---------- TRECHO APRESENTADO ----------

Desde a mais tenra idade, ouço dizer que existem.
Acho que foram meus próprios pais quem delas me falaram pela primeira vez. Ou terá sido minhas irmãs, ávidas por encher de fantasia a cabeça do irmão caçula?
Enfim…
Eram tantas e tamanhas as tais proezas que, posso lhes dizer agora, houve um tempo que preferia nem ouvir falar das mesmas.
Verdade.
Suas representações em livros e enciclopédias ilustradas lançavam mais temores do que, a mim, esclareciam.
Cresci – e acabei me esquecendo do mito e dos medos.
Não me recordo se cheguei a vê-las, ao vivo e em cores, em algum zoológico da vida.
Certamente, se as vi, não me causaram tanto impacto como agora aconteceu.
Fiquei assim estarrecido. E disse para mim mesmo:
— Ah! É daí que vem a tal história, então. Faz sentido. Faz sentido…
Me desculpem o delírio.
Estou aqui a tergiversar com o teclado e a tela – e mal lhes informei de quem estou falando. Devem mesmo me achar um tantã. Não lhes tiro a razão.
Falo das cegonhas. Pois é, delas mesmo.
Em penas, bicos, carnes, ossos, pernas longas – e ninhos que, aliás, são enormes e estão lá nos pontos mais altos, junto às cúpulas e as torres das catedrais e castelos da Espanha.

---------- DADOS REGISTRADOS ----------

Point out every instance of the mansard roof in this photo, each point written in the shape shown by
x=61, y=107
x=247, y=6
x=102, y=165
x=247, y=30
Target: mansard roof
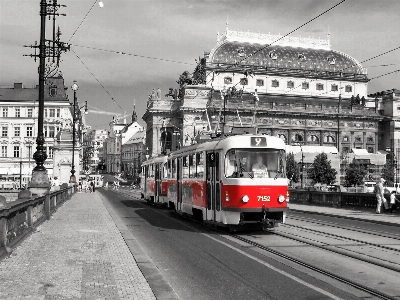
x=269, y=51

----------

Dê a continuação do texto sobre as cegonhas, começando logo depois da última frase.

> [RESPOSTA À TAREFA]
A cena era comum em pelo menos quatro cidades que visitei: Segóvia, Ávila, Salamanca e Valladolid.
Ao que pude observar, as cegonhas têm uma predileção especial por igrejas.
O fato talvez reforce a lenda de que são as responsáveis pela chegada das crianças ao mundo. Na verdade, nem sei se os pais ainda usam esse folclore para explicar o inexplicável. No entanto, ao vê-las, em pares, a supervisionar o ninho que parece um cesto de palha, com bojo arredondado –, reforça-se o conceito de família e dá mesmo para acreditar que são as mensageiras do futuro.
Os turistas se encantam com a cena. Dá-lhe flashs e fotos. A fêmea mais próxima ao ninho e o macho, em alerta, não distante dali. Lá no alto. Às vezes, se põe a desafiar o vento e os rigores do inverno e equilibra-se em uma só perna na ponta mais fina "agulha" da torre que se projeta para o céu. Vigia, intrépido que é, a tranqüilidade do lar doce lar.
Repito. Dá até para acreditar: são os primeiro seres terrestres a nos levar no bico.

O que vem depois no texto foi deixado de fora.